◆ **ACTIVITY**
The entire listing is to be repeated verbatim.
■ ■ ■ ■ ■
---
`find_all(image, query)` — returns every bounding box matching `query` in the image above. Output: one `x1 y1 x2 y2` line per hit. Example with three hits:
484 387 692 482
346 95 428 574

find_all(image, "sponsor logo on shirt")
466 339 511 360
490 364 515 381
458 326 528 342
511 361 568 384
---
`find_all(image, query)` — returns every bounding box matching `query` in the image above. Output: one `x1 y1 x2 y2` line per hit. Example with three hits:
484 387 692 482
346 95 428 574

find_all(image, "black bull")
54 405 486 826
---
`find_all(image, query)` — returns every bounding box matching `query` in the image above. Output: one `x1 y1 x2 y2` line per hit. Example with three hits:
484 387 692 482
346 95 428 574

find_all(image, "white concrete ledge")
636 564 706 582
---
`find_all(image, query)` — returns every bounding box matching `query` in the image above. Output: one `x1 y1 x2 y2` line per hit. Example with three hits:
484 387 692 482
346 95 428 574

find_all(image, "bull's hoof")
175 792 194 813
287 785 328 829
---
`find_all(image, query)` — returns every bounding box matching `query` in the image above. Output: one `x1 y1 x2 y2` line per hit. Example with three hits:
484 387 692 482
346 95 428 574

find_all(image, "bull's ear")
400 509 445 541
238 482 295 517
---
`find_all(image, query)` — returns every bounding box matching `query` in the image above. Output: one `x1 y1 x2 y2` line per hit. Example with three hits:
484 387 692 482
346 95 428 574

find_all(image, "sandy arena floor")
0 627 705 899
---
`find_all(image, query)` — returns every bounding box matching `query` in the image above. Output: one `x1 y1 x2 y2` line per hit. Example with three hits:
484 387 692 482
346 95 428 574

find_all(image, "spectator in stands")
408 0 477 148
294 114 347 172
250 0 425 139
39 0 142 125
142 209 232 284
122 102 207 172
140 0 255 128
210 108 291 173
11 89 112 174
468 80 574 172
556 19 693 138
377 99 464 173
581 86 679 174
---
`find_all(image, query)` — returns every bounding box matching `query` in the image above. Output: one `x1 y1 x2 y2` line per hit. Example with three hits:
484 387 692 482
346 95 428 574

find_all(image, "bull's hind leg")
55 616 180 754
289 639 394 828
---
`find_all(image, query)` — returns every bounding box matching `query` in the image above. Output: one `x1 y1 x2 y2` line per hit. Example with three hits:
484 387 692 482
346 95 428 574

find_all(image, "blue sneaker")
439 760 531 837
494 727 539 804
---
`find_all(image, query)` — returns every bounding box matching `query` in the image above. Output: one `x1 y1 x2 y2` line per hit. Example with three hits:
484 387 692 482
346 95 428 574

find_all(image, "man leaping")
■ ■ ■ ■ ■
◆ **COMPLETED TASK**
---
`find_all(image, query)` — returns every bounding box matching `query` in the image above. Output: one `x1 y1 x2 y2` line per hit. Example with three hits:
484 387 692 482
346 95 428 574

find_all(image, "sponsor logo on shirt")
466 339 511 360
490 364 515 381
458 326 528 342
511 361 568 384
---
`find_all(image, query)` — returns every bounding box matching `query` in the image above. Output: one `x1 y1 x2 y2` line per hit. Example with three hits:
484 387 692 482
346 95 428 574

find_all(image, "black bull")
54 405 486 826
---
`find_all(image, query)` — returns every bounding box matching `query` in the image above. Output: one `x1 y1 x2 y2` line per hit. Example with three hits:
484 387 692 482
346 95 428 574

find_all(image, "white concrete ledge")
636 564 706 582
---
`find_all(image, query)` — returns every bounding box matching `query` in the image above. Output: one `x1 y1 x2 y2` line per hit. Example with three hits:
484 387 692 482
346 95 428 574

find_all(image, "bull's hoof")
175 792 194 813
287 785 328 829
---
`find_all(image, query)` — returns every bounding box matching `query` in the image above. Output: one `x1 y1 x2 y2` line per hit. Example with three hits:
484 387 692 482
346 95 428 574

find_all(image, "bull's ear")
400 509 445 541
238 482 295 517
---
`find_all(image, query)` — returns every bounding box matching `query` in the image above. Output: one `x1 y1 x2 y2` line per hit. Example with three hits:
484 387 692 482
346 95 428 574

find_all(image, "sandy arena floor")
0 627 705 899
---
`find_all(image, query)` — returns every bounding box matching `query` in the image above. Output: one `x1 y1 x2 y2` line per hit. Example with three hits:
484 387 692 482
346 95 428 574

find_all(image, "spectator in stands")
408 0 477 148
294 114 347 172
250 0 425 139
39 0 142 125
142 209 232 284
122 102 207 172
140 0 255 128
210 108 291 173
11 89 112 174
468 80 574 172
556 19 693 138
377 99 464 173
581 86 679 174
---
`find_all(image, query)` — returns every bounding box matching `query` in the image above. Output: one `x1 y1 x2 y2` line per hit. Example with three hits:
484 387 692 482
346 95 428 574

find_all(image, "bull's hind leg")
55 616 180 754
289 639 394 828
---
`find_all(image, query)` — returns every bounding box matching `query` in the image above. Output: one `x1 y1 x2 y2` line per hit. Example with three hits:
484 387 692 482
346 95 428 574

find_all(image, "blue sneaker")
439 760 531 837
494 727 539 804
---
`find_all(image, query)` — returns every bounding box matching `query` in the image above. Output: one `x1 y1 x2 y2` line per hit. Example with three hits:
484 387 692 482
346 95 428 574

find_all(image, "man leaping")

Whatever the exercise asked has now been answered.